> **Text excerpt**:
With the Going Getting Bumpy, Don’t Let Fear Drive the Bus

Photo by Ash Gerlach on Unsplash

How startup founders can become more mindful in their decision making when market volatility clouds the future.

I was having a call with several founders the other day, and the topic of the current financial environment, with gas prices and inflation and the potential for recession, came up. One of the members who sold, oh, let’s say ingredients to snack food companies, noted that he was seeing orders for his ingredients skinny down. Was this a sign of impending recession, he wondered? Should he resign himself to a drop-off in sales?

The more we talked about it, the more I could see the fight, flight, freeze, and fawn responses began to creep in among the group — myself included!

“Do we fight the market or support it?”

“Do we just “keep doing what we’re doing,” or change things quickly to head off a crisis?”

“Should we actually be laying people off?”

“How should we be forecasting in this mess?”

Noticing the conversation was spiraling in fear, at one point — with me firmly along for the ride, I said, “You know, I’m feeling a little bit like we’re letting fear drive the bus right now. I’m not sure this is where we want to go.”

We talked about this for a while.

As founders, it’s up to us to make sure we don’t go–and stay–below the line in which fear is calling all the shots. Not that we should ignore the feeling. To the contrary, fear is a highly adaptive emotion, one that tells us something needs to be faced up to: in this case, the threatening situation is a changing marketplace in which fuel, shipping, and ingredient prices are rising along with the price of groceries. These aren’t just stories; they are facts we see everyday and need to take seriously.

So the first step that came to mind was to suggest we stop feeding the beast and recognize that the conversation we were having, either with ourselves or with others, was below the line; it comes from the amygdala, which is our lizard brain and operates to protect our survival. The first step is to recognize this and then take steps to move this issue from the amygdala, where fear typically rules the day, into the frontal lobe of the brain where reasoning and problem solving can occur.

One way to do that is by separating fact versus story. The Conscious Leadership Group offers a worksheet that can be helpful in separating them out. Ask yourself what are the actual facts? Maybe a newspaper article presented some facts based on research and interviews with industry representatives? Perhaps you walked into a store where you normally saw lots of people and saw only two people. Those are facts.

I suggested to the snack ingredient founder that he do some research on Nielsen to see whether unit sales were slowing in the snack food category. Or perhaps he should call the brand manufacturer to which he sold his ingredients to see whether she was trying to carry less inventory to store up cash or if she is really seeing a market slowdown.

In other words, the slowdown may have nothing to do with demand. So it’s going out and getting as many facts as you can, and writing those down.

Records from a point labeling set
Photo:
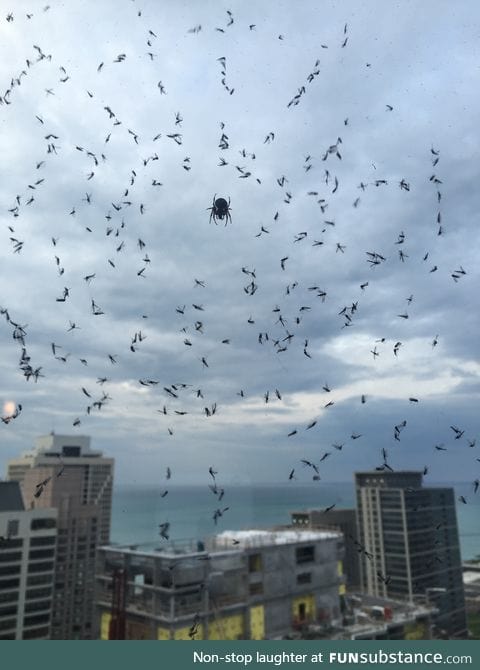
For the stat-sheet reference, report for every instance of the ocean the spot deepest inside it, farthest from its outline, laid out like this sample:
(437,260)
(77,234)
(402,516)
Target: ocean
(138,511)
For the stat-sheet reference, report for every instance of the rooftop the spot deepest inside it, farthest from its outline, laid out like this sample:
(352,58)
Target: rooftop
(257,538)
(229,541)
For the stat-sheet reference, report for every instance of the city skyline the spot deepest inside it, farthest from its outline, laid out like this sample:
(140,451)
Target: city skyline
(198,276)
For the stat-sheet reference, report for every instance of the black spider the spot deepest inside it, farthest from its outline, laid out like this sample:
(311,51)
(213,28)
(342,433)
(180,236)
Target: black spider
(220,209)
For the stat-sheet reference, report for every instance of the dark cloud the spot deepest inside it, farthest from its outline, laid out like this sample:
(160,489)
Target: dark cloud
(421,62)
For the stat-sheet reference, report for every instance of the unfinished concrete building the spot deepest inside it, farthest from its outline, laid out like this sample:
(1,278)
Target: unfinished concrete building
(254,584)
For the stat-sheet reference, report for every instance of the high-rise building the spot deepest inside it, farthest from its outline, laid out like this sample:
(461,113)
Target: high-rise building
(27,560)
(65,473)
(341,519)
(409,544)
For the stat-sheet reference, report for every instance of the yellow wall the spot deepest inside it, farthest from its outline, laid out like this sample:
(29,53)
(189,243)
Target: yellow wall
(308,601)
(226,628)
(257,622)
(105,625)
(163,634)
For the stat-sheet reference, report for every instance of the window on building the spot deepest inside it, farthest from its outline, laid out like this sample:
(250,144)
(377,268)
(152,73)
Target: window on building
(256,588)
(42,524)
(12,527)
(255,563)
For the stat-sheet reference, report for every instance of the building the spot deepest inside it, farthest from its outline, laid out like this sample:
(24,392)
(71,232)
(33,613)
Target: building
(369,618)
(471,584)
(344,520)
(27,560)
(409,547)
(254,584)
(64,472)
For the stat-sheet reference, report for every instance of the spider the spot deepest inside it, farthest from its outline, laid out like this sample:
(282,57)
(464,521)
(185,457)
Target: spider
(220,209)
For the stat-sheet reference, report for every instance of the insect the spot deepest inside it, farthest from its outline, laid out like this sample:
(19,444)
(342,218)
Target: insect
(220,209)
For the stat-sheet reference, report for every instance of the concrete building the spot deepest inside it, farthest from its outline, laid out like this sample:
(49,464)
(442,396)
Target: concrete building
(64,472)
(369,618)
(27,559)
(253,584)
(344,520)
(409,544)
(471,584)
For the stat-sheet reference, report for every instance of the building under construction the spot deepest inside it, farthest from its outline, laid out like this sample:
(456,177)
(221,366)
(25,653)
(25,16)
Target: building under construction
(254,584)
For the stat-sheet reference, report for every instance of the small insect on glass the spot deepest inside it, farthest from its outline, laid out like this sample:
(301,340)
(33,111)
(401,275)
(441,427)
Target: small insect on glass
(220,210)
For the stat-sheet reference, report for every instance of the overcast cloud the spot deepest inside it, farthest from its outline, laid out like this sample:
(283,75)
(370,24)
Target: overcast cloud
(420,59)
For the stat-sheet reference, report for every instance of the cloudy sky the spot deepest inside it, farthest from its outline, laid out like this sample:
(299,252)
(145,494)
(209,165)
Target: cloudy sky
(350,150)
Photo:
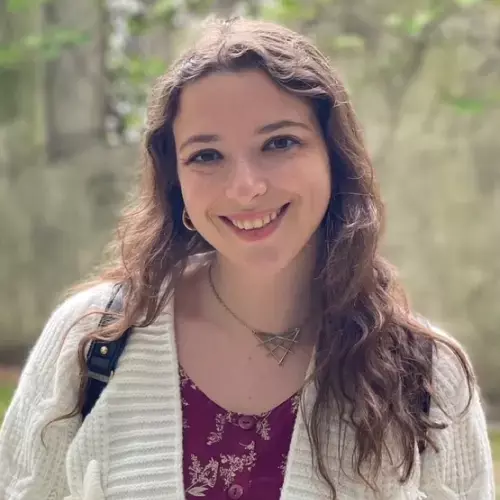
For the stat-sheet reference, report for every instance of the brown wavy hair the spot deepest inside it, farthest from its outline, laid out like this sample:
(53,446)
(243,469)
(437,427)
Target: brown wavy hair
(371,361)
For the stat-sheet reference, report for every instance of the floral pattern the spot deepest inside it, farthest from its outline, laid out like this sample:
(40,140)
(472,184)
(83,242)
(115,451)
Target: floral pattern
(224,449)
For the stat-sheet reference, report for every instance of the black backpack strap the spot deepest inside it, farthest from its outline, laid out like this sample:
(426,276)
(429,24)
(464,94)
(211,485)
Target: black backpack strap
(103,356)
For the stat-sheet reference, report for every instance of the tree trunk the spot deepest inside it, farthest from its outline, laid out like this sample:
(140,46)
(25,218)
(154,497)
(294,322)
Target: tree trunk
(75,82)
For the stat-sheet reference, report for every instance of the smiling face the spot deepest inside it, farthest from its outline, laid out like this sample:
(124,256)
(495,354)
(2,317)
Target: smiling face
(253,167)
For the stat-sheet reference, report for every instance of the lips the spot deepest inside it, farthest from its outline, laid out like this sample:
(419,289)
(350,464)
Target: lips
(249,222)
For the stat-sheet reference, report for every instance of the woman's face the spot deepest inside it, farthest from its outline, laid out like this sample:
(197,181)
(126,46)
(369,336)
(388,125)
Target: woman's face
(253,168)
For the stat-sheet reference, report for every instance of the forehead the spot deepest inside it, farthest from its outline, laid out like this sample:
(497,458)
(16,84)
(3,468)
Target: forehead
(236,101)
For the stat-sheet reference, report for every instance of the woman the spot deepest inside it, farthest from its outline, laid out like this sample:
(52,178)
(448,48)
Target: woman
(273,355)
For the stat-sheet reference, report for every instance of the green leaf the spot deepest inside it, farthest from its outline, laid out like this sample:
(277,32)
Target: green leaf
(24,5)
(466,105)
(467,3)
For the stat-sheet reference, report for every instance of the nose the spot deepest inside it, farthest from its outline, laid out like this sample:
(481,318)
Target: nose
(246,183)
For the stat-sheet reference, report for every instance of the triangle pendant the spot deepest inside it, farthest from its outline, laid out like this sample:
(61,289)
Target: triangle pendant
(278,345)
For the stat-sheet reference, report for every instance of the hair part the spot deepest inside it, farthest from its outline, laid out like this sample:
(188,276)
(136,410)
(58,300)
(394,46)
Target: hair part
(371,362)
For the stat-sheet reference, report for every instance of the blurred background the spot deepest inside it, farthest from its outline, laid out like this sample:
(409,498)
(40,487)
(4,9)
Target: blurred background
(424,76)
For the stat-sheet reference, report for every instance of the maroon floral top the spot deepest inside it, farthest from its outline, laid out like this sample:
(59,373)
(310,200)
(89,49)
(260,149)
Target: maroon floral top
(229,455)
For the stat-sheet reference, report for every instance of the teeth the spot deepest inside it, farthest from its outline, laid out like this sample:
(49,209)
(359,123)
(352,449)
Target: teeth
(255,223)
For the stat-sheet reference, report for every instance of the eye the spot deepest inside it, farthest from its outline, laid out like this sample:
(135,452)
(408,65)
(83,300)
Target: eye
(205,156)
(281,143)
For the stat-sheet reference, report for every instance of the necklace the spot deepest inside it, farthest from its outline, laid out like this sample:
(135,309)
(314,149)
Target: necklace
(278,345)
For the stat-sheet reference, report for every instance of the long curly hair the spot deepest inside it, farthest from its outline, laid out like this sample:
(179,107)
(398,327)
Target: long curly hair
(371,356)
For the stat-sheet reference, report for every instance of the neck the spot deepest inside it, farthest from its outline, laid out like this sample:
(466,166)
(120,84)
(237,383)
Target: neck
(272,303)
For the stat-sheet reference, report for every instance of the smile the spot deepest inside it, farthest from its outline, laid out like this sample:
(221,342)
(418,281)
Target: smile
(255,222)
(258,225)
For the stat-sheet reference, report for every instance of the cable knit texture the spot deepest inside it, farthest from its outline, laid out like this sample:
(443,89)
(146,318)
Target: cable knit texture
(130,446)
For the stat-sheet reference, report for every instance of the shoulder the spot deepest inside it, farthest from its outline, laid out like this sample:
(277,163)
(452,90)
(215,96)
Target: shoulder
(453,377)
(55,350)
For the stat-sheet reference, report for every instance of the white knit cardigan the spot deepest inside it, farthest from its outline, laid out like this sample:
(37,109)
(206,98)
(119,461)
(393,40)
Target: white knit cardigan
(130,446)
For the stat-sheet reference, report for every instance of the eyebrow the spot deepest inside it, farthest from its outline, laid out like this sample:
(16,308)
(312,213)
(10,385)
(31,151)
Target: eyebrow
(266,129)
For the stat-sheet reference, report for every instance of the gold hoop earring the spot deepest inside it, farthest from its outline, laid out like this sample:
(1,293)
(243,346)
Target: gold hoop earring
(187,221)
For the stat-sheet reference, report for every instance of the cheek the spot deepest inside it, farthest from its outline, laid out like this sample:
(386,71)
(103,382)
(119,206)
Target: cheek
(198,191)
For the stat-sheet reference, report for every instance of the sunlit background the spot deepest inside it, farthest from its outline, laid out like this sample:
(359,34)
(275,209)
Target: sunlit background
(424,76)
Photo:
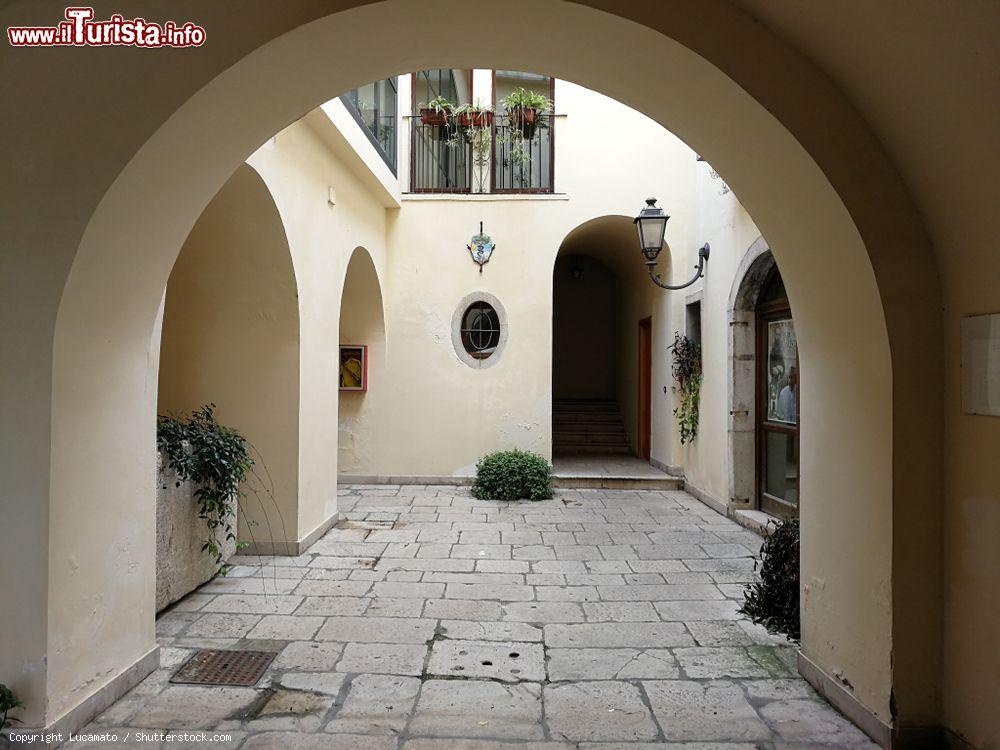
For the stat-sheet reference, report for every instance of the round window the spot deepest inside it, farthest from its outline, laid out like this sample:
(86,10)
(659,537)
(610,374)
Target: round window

> **Work to complete**:
a. From the article on founders and fear, copy the passage starting with "Noticing the conversation" and going on through "for a while.".
b. For each statement, say yes or no to whether it agrees with the article on founders and fear, and quote the words that decide it: (i) The snack ingredient founder noticed orders for his ingredients shrinking. (ii) The author suggested checking Nielsen for unit sales in the beverage category. (iii) Fear is described as a highly adaptive emotion.
c. List every response the article on founders and fear names as creeping into the group's conversation.
The entries are separate material and have no connection to the article on founders and fear.

> **Responses to the exercise**:
a.
Noticing the conversation was spiraling in fear, at one point — with me firmly along for the ride, I said, “You know, I’m feeling a little bit like we’re letting fear drive the bus right now. I’m not sure this is where we want to go.”

We talked about this for a while.

b.
(i) Yes: "he was seeing orders for his ingredients skinny down"
(ii) No: "to see whether unit sales were slowing in the snack food category"
(iii) Yes: "fear is a highly adaptive emotion"

c. fight, flight, freeze, fawn